[Records from a collection]
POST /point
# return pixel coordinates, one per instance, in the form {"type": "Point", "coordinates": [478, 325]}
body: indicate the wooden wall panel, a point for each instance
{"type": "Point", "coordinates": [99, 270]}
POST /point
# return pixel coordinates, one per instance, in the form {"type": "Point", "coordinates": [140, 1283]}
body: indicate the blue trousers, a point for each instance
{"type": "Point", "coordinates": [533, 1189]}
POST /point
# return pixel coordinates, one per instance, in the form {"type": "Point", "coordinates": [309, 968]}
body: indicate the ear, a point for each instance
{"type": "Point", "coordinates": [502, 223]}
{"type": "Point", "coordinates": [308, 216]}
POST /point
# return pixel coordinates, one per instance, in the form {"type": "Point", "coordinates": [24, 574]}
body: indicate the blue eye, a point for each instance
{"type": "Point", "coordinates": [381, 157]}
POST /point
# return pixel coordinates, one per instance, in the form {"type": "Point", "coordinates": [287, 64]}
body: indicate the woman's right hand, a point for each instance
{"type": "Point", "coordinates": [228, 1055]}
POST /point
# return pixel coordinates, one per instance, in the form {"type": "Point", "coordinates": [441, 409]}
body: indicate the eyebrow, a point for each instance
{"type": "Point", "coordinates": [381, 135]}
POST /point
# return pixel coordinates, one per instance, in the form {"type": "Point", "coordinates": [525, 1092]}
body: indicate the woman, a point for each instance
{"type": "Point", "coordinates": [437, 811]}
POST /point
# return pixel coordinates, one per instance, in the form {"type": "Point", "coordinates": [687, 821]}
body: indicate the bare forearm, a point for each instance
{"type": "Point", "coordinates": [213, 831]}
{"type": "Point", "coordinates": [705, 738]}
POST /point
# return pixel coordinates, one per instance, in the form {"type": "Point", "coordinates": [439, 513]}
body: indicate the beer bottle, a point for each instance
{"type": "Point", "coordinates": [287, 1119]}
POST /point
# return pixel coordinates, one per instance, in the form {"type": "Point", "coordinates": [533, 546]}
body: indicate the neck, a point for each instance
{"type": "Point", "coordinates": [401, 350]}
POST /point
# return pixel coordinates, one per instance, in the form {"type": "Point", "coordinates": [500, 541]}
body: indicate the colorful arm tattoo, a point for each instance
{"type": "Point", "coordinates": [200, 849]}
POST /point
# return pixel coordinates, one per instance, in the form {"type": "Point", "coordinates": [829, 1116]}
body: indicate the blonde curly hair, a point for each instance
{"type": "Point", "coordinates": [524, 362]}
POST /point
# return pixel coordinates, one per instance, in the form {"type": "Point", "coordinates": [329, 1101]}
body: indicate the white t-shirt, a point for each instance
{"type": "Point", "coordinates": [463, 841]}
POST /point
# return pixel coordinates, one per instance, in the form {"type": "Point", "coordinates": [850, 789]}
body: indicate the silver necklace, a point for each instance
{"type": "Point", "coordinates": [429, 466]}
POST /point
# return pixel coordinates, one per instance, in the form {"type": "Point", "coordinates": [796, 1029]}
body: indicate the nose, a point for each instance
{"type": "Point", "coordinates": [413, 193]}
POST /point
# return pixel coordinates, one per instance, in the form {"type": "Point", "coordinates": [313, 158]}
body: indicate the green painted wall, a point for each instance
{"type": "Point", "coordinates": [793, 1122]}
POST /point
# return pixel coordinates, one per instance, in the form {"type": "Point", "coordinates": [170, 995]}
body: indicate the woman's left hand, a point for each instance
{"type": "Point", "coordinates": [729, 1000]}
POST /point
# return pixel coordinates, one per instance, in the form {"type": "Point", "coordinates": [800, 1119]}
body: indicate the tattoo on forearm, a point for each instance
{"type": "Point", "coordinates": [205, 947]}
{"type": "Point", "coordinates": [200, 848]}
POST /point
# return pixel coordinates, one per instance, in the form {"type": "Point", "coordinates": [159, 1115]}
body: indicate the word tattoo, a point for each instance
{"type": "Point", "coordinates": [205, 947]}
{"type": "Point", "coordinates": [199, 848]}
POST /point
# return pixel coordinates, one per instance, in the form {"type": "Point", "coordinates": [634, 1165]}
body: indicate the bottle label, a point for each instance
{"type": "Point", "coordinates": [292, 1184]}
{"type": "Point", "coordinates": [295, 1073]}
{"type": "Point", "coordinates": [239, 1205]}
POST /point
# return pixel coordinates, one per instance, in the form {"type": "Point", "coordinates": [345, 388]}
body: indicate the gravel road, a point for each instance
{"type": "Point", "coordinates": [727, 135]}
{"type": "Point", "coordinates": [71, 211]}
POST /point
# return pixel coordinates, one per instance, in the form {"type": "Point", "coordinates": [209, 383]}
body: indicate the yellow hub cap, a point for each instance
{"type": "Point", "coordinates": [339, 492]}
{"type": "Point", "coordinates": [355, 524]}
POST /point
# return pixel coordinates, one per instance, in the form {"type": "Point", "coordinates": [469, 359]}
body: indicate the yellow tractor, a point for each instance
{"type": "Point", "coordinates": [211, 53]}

→ REQUIRED ACTION
For this exercise, transcribe all the records exactly.

→ FINAL ANSWER
POST /point
# return pixel coordinates, one per instance, in the form {"type": "Point", "coordinates": [478, 325]}
body: indicate the wooden wall panel, a point for each instance
{"type": "Point", "coordinates": [99, 270]}
POST /point
# return pixel coordinates, one per instance, in the form {"type": "Point", "coordinates": [140, 1283]}
body: indicate the blue trousers, a point for each instance
{"type": "Point", "coordinates": [533, 1189]}
POST /point
# return pixel coordinates, one per instance, in the form {"type": "Point", "coordinates": [309, 968]}
body: indicate the ear, a point for each instance
{"type": "Point", "coordinates": [502, 223]}
{"type": "Point", "coordinates": [308, 216]}
POST /point
# return pixel coordinates, one per instance, in the form {"type": "Point", "coordinates": [24, 574]}
body: indicate the blue eye, a point for each instance
{"type": "Point", "coordinates": [381, 157]}
POST /point
# return pixel coordinates, one per instance, in the form {"type": "Point", "coordinates": [287, 64]}
body: indicate the woman's right hand, a point for each instance
{"type": "Point", "coordinates": [228, 1055]}
POST /point
# return pixel coordinates, one per instance, in the form {"type": "Point", "coordinates": [441, 409]}
body: indicate the eyebrow, a point for each instance
{"type": "Point", "coordinates": [381, 135]}
POST /point
# return pixel coordinates, one per instance, in the form {"type": "Point", "coordinates": [525, 1092]}
body: indicate the woman, a point for each instance
{"type": "Point", "coordinates": [437, 811]}
POST /point
# return pixel coordinates, one per instance, in the form {"type": "Point", "coordinates": [687, 821]}
body: indicate the bare forearm, a point for each instance
{"type": "Point", "coordinates": [213, 831]}
{"type": "Point", "coordinates": [705, 738]}
POST /point
# return pixel coordinates, one per instance, in the form {"type": "Point", "coordinates": [439, 513]}
body: indicate the beer bottle, a point for each instance
{"type": "Point", "coordinates": [287, 1119]}
POST /point
# return pixel coordinates, one per instance, in the form {"type": "Point", "coordinates": [533, 546]}
body: indicate the neck, a point for each instance
{"type": "Point", "coordinates": [401, 350]}
POST /point
# return pixel coordinates, one per instance, in the form {"type": "Point", "coordinates": [500, 541]}
body: indicate the colorful arm tattoo, a point for each instance
{"type": "Point", "coordinates": [200, 849]}
POST /point
# return pixel coordinates, one per instance, in the form {"type": "Point", "coordinates": [829, 1116]}
body: indicate the blonde curly hair, a point for each instance
{"type": "Point", "coordinates": [524, 362]}
POST /point
# return pixel coordinates, one per instance, in the form {"type": "Point", "coordinates": [329, 1101]}
body: indicate the white t-shirt, a point for each instance
{"type": "Point", "coordinates": [463, 841]}
POST /point
# return pixel coordinates, one per instance, in the form {"type": "Point", "coordinates": [850, 789]}
body: indicate the silver necklace, a point for each instance
{"type": "Point", "coordinates": [429, 466]}
POST /point
# return pixel coordinates, one per instance, in the form {"type": "Point", "coordinates": [796, 1029]}
body: indicate the nose, a point for each instance
{"type": "Point", "coordinates": [413, 193]}
POST /point
# return pixel coordinates, one per instance, in the form {"type": "Point", "coordinates": [313, 158]}
body: indicate the green painted wall, a point for each instance
{"type": "Point", "coordinates": [793, 1122]}
POST /point
# return pixel coordinates, one per instance, in the form {"type": "Point", "coordinates": [170, 995]}
body: indicate the woman's left hand, a point for each instance
{"type": "Point", "coordinates": [729, 1000]}
POST /point
# return pixel coordinates, one per instance, in the form {"type": "Point", "coordinates": [800, 1119]}
body: indicate the tattoo on forearm, a point for each instance
{"type": "Point", "coordinates": [205, 947]}
{"type": "Point", "coordinates": [200, 848]}
POST /point
# return pixel coordinates, one per instance, in the form {"type": "Point", "coordinates": [159, 1115]}
body: indicate the word tattoo, a point for each instance
{"type": "Point", "coordinates": [205, 947]}
{"type": "Point", "coordinates": [199, 848]}
POST /point
# return pixel coordinates, one per instance, in the form {"type": "Point", "coordinates": [634, 1165]}
body: indicate the bottle label, a point for each instance
{"type": "Point", "coordinates": [292, 1184]}
{"type": "Point", "coordinates": [295, 1073]}
{"type": "Point", "coordinates": [239, 1205]}
POST /point
# return pixel coordinates, one per instance, in the form {"type": "Point", "coordinates": [345, 388]}
body: indicate the gravel road, a point for each instance
{"type": "Point", "coordinates": [727, 135]}
{"type": "Point", "coordinates": [71, 211]}
POST /point
# return pixel coordinates, one per instance, in the form {"type": "Point", "coordinates": [209, 383]}
body: indicate the yellow hub cap, a point for each instance
{"type": "Point", "coordinates": [339, 492]}
{"type": "Point", "coordinates": [355, 524]}
POST /point
# return pixel coordinates, one per instance, in the form {"type": "Point", "coordinates": [469, 359]}
body: indicate the yellow tractor, a point for each instance
{"type": "Point", "coordinates": [211, 53]}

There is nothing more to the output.